- **Given exercise**:
Please return every line of the records below that contains the word "road". Letter case counts.

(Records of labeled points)
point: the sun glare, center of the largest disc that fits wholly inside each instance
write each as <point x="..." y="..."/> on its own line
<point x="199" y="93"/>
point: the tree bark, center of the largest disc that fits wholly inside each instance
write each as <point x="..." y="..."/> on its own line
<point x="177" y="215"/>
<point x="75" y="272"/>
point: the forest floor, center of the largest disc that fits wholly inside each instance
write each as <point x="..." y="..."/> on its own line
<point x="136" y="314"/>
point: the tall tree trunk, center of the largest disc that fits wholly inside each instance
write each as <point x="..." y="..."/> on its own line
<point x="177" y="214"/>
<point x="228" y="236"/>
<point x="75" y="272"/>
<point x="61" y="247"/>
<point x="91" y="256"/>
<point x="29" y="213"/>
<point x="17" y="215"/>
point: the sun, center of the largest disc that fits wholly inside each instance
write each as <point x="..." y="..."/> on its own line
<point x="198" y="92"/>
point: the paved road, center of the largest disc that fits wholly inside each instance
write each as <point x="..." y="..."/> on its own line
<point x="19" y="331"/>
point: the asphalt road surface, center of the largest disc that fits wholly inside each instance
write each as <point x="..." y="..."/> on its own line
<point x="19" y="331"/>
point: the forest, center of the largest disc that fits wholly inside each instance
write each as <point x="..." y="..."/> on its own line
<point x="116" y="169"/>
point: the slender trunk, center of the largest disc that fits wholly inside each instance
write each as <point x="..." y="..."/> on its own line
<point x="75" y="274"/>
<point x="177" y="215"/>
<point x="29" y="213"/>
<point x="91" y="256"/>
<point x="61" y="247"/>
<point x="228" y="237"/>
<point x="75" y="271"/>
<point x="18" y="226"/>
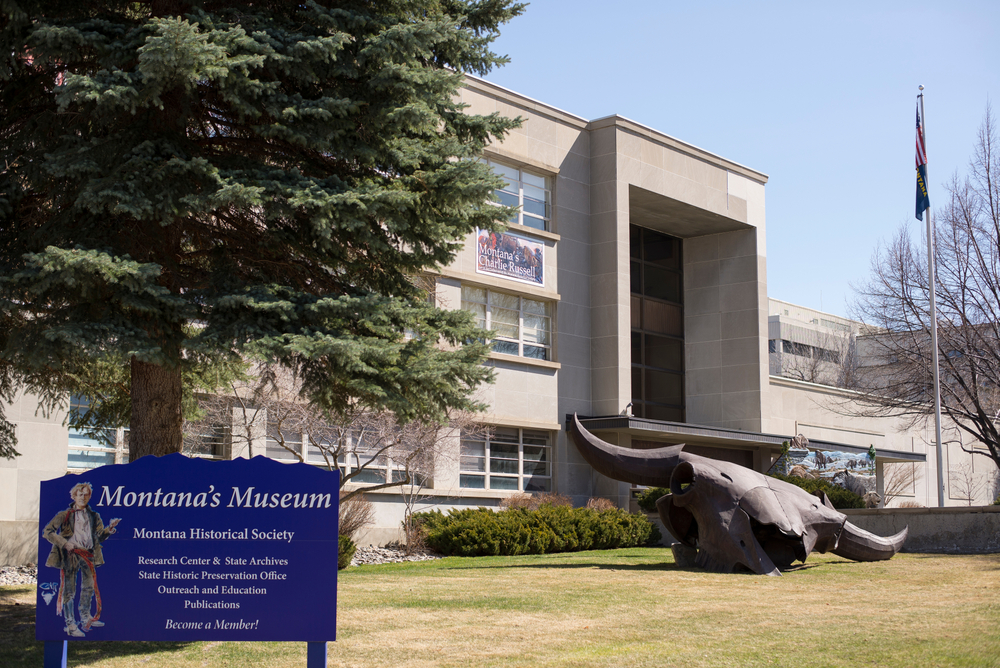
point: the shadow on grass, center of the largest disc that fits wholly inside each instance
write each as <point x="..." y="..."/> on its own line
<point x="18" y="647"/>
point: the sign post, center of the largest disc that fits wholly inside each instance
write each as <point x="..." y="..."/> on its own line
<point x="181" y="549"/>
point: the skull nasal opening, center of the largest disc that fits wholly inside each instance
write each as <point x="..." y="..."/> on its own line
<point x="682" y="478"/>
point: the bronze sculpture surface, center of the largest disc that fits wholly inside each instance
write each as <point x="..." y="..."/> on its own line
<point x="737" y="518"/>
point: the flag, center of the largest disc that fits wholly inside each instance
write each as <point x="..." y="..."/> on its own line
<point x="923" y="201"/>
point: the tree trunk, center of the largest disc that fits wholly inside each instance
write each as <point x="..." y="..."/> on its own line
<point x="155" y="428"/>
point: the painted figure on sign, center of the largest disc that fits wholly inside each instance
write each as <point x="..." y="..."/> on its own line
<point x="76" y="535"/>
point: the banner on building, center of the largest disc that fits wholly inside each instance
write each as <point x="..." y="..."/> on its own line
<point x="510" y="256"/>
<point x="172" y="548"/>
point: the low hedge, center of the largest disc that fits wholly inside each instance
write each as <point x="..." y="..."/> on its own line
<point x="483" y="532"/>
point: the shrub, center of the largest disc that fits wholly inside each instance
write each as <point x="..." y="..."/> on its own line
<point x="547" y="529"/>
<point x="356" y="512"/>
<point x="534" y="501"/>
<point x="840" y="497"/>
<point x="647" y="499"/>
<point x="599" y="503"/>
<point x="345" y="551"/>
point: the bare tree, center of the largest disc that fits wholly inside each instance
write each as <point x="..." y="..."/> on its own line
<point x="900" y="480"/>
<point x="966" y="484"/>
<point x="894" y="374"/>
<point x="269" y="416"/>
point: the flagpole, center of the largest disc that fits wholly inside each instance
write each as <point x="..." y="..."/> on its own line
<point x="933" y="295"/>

---

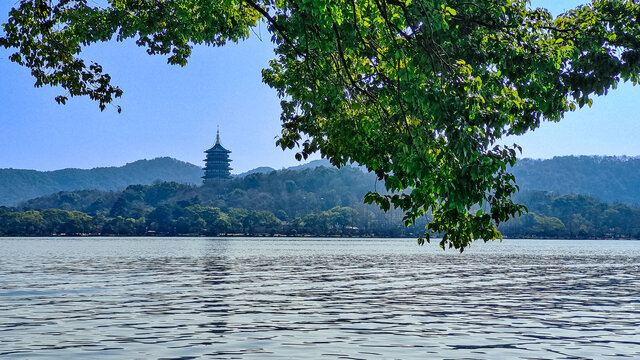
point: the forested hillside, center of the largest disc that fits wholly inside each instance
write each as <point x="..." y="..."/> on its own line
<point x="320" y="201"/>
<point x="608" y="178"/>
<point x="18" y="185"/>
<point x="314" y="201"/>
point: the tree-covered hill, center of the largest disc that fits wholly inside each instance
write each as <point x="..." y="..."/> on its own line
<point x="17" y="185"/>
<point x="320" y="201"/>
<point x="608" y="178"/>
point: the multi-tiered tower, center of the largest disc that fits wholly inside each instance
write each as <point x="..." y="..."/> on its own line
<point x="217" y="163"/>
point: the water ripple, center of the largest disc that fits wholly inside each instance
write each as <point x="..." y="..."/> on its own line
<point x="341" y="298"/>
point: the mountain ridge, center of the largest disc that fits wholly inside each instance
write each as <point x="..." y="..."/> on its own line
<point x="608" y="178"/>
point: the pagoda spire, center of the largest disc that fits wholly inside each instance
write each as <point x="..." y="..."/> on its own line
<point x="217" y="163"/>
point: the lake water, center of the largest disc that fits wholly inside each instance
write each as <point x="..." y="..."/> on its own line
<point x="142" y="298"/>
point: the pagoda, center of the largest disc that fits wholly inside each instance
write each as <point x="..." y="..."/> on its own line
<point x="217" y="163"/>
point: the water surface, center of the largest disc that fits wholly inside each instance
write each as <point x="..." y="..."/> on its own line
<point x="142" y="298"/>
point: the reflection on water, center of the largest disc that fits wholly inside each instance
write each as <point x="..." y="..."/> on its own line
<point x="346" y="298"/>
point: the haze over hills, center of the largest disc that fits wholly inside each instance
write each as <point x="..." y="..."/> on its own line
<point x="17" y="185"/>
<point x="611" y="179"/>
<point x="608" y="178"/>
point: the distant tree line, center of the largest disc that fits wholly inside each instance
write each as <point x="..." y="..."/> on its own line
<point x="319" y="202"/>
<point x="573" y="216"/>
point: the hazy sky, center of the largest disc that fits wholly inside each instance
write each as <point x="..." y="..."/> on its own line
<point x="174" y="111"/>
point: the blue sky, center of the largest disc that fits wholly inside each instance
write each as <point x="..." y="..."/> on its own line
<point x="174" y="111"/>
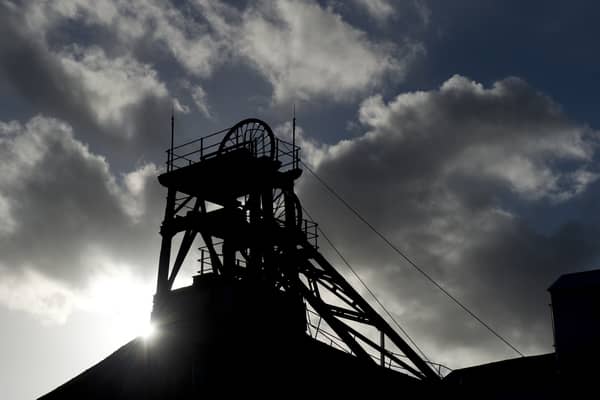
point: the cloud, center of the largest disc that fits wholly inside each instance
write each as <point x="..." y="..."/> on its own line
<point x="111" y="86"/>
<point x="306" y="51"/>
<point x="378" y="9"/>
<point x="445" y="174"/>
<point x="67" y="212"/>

- **Task solution**:
point: the paved road, center of the largest disc that fits wholly inside each instance
point: the asphalt road surface, center of the largest disc that fits wholly inside each instance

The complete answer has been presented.